__TASK GOAL__. Tally the lines in the records below that contain the word "pepper". Give only the number.

--- INFORMATION PROVIDED ---

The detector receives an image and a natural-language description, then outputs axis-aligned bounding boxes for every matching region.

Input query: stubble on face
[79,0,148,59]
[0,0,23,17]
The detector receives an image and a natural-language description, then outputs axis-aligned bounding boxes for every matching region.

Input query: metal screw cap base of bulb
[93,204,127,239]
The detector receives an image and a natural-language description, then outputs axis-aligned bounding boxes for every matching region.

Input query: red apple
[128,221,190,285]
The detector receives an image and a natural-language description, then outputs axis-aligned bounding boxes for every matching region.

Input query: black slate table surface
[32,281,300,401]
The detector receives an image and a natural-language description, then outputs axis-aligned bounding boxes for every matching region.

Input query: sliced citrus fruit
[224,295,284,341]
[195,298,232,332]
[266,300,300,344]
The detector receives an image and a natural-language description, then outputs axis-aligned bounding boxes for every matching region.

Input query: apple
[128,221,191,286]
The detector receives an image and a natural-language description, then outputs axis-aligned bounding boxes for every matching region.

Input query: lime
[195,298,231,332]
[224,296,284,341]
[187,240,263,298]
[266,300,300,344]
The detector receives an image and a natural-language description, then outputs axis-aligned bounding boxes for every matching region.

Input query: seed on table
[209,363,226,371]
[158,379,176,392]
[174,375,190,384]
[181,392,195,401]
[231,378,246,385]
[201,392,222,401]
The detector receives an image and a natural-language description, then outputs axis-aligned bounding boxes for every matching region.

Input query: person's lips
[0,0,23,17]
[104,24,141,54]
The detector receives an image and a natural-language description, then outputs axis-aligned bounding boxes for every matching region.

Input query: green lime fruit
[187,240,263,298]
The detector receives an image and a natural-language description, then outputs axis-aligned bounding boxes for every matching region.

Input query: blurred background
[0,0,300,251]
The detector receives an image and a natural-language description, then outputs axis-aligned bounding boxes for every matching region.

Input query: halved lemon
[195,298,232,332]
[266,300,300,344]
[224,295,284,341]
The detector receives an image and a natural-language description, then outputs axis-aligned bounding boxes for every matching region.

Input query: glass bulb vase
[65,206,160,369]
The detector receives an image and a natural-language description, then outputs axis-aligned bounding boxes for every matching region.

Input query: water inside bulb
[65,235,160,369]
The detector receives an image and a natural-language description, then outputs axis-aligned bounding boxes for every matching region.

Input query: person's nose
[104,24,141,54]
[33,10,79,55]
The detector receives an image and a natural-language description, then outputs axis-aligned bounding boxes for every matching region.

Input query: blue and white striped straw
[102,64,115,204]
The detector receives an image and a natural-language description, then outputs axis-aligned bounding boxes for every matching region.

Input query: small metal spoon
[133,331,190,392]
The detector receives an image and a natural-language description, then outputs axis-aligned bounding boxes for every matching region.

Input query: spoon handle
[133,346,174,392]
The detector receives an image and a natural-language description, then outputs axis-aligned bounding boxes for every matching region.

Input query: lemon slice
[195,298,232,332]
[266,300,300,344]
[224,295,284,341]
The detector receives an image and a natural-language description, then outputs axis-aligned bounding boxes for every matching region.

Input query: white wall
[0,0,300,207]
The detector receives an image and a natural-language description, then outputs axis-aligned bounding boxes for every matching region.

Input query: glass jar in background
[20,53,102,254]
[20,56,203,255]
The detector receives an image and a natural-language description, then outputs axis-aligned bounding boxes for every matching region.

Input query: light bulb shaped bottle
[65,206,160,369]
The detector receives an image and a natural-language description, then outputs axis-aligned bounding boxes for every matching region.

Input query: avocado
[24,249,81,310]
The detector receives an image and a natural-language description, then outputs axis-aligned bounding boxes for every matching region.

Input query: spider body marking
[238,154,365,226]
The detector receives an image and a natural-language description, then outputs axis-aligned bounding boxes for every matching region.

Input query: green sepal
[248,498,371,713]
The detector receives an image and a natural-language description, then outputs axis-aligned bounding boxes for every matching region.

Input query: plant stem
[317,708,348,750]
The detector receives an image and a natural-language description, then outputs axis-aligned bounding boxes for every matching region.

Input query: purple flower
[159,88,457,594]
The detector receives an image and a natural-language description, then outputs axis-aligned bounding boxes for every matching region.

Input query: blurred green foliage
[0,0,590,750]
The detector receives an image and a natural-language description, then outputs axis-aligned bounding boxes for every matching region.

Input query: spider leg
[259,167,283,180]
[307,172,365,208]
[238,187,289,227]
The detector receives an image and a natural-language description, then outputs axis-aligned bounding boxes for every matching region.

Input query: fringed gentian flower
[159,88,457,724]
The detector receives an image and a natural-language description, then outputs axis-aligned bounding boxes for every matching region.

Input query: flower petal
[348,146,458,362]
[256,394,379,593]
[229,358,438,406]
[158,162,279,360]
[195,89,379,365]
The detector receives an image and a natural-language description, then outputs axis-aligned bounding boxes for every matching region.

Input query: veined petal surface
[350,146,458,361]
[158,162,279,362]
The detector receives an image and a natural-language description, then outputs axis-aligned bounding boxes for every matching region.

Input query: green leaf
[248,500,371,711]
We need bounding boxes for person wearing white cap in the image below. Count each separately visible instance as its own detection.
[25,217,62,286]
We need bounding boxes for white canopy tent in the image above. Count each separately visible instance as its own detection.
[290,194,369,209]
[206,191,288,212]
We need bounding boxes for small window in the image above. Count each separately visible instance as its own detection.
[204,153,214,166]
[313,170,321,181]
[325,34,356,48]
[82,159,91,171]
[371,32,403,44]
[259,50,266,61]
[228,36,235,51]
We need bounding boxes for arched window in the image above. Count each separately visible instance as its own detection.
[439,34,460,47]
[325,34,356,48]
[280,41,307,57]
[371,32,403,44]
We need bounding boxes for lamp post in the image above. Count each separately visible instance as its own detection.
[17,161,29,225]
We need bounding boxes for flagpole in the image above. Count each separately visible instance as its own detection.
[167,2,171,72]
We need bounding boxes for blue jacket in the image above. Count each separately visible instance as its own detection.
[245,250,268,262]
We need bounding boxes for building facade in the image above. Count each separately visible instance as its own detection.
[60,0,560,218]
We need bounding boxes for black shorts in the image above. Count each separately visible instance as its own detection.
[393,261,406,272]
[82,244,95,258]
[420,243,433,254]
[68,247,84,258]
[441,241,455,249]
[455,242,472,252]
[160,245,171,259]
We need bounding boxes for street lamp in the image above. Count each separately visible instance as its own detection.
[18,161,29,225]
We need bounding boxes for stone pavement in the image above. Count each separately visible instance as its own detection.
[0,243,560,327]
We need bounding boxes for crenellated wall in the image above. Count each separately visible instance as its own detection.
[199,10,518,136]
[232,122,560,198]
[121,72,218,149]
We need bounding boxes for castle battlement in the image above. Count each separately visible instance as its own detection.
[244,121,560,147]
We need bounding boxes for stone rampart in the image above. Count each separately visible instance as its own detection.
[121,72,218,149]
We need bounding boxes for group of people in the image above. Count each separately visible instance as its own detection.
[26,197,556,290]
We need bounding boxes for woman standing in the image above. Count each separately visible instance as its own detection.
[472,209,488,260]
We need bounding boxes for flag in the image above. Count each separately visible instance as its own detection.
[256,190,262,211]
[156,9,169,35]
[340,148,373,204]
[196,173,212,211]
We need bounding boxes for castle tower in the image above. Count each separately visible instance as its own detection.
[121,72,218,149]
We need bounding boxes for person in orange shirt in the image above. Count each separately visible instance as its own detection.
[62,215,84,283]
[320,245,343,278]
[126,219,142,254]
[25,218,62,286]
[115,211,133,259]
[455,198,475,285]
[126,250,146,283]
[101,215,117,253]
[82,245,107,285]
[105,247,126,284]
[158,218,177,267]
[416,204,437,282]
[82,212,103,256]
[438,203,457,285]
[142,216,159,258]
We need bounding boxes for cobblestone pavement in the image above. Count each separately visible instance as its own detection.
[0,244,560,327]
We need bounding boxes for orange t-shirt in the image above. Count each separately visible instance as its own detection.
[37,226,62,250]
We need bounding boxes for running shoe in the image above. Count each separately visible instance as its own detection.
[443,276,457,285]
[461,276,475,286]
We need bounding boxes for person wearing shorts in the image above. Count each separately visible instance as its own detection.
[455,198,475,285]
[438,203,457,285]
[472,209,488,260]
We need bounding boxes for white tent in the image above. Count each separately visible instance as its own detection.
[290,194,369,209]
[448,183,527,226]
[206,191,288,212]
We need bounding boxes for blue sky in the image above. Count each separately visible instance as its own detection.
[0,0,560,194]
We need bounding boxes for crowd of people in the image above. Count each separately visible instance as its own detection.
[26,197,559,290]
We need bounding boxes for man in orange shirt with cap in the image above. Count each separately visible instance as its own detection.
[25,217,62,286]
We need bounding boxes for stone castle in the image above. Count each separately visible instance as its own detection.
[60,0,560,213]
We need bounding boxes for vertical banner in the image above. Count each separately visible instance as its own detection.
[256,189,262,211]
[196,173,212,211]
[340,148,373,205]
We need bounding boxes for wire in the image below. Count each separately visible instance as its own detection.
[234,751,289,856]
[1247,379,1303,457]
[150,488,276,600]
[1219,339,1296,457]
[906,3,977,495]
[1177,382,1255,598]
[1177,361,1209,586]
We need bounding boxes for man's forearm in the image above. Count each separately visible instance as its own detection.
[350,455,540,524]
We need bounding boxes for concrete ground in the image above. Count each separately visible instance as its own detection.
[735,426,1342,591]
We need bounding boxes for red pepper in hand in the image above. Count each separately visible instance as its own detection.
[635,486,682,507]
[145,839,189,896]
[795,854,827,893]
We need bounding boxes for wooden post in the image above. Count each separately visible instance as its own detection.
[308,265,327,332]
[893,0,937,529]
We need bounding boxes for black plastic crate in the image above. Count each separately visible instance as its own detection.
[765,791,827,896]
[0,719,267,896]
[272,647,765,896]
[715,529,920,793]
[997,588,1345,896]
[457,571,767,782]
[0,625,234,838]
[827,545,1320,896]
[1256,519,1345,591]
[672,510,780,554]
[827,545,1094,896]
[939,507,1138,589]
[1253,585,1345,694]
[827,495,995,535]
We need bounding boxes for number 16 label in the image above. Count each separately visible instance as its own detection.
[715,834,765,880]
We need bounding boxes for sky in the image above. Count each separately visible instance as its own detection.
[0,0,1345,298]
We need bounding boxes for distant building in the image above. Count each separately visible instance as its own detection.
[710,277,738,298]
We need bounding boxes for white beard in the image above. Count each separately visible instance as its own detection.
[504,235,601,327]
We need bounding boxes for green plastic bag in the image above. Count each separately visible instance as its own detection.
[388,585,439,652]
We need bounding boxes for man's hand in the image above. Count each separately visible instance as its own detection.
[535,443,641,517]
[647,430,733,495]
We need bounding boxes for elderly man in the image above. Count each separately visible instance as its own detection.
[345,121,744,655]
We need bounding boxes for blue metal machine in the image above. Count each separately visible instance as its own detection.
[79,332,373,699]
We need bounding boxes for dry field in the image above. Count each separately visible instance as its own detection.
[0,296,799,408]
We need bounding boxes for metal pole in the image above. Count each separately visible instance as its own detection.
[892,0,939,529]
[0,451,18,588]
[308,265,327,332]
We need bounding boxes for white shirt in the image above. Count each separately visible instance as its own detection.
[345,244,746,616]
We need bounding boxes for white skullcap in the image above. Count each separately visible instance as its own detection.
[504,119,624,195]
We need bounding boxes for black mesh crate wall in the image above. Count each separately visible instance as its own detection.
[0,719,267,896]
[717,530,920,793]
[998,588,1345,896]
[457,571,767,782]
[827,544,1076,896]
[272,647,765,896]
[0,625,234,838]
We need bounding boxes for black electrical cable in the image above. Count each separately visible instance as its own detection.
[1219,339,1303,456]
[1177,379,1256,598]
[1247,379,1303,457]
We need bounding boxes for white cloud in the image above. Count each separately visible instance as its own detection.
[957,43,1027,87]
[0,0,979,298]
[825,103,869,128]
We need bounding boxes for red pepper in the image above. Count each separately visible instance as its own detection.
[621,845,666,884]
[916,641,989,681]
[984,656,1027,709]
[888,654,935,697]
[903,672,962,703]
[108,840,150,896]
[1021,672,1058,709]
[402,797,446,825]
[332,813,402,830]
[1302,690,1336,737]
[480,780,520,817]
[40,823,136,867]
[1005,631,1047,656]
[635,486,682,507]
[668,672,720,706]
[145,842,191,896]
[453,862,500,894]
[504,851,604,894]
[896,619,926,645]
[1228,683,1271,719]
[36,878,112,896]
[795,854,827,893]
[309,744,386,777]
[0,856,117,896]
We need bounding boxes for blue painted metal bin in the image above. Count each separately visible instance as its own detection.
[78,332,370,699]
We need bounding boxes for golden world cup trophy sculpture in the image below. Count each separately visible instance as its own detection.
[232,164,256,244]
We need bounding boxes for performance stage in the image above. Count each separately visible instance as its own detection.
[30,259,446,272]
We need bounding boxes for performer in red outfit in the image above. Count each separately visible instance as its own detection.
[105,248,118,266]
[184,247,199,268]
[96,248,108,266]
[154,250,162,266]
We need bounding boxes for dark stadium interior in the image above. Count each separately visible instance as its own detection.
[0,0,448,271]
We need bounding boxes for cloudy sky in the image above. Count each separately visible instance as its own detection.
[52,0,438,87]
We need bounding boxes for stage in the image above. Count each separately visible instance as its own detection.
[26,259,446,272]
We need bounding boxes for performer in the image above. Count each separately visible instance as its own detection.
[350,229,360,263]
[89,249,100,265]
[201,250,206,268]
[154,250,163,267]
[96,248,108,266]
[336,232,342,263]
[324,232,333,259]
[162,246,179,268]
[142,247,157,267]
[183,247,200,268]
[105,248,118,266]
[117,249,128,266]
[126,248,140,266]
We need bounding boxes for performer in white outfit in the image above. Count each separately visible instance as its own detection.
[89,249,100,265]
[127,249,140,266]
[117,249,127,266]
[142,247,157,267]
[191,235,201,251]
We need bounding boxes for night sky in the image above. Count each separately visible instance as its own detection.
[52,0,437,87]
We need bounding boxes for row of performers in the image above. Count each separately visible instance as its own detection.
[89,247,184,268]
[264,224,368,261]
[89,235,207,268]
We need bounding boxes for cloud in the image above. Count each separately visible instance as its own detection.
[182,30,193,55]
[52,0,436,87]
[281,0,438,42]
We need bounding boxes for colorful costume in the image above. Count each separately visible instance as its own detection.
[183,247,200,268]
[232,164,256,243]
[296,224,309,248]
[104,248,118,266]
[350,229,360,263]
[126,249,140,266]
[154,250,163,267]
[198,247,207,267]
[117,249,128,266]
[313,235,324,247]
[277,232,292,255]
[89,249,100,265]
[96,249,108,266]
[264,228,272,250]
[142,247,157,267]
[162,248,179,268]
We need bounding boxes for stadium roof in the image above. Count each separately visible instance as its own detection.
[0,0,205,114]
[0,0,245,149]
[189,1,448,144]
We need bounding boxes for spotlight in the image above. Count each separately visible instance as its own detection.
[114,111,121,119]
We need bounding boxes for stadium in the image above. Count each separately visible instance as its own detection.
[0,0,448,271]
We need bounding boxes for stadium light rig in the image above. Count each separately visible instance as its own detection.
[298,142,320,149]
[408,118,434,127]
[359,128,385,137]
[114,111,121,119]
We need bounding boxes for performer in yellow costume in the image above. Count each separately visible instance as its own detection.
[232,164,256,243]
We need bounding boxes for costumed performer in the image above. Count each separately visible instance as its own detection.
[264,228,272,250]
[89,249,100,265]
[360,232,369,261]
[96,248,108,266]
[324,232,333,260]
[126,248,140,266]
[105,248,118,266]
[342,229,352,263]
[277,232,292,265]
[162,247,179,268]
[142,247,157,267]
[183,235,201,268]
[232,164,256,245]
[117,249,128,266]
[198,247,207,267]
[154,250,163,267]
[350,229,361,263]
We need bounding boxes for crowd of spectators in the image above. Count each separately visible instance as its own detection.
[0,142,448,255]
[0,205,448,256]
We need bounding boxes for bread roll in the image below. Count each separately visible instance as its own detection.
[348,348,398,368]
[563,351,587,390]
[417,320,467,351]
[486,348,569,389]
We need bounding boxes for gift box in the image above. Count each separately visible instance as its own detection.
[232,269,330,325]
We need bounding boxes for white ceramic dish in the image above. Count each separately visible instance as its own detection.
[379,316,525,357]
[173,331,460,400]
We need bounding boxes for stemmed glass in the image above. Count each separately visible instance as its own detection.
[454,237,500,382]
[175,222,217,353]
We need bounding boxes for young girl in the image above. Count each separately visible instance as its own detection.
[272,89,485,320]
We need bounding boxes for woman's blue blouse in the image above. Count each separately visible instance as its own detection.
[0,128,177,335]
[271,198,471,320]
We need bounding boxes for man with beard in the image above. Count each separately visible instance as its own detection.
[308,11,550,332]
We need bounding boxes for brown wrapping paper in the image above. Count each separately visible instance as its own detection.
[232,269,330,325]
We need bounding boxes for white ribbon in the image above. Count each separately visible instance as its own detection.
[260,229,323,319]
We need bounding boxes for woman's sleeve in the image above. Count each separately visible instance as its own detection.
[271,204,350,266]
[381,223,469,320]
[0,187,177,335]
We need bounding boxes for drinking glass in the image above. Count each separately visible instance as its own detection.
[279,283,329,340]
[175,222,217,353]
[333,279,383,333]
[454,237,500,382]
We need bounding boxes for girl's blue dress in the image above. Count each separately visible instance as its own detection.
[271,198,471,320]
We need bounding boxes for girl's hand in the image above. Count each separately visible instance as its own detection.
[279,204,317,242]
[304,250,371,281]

---

__RESULT OF THE EXERCISE__. 2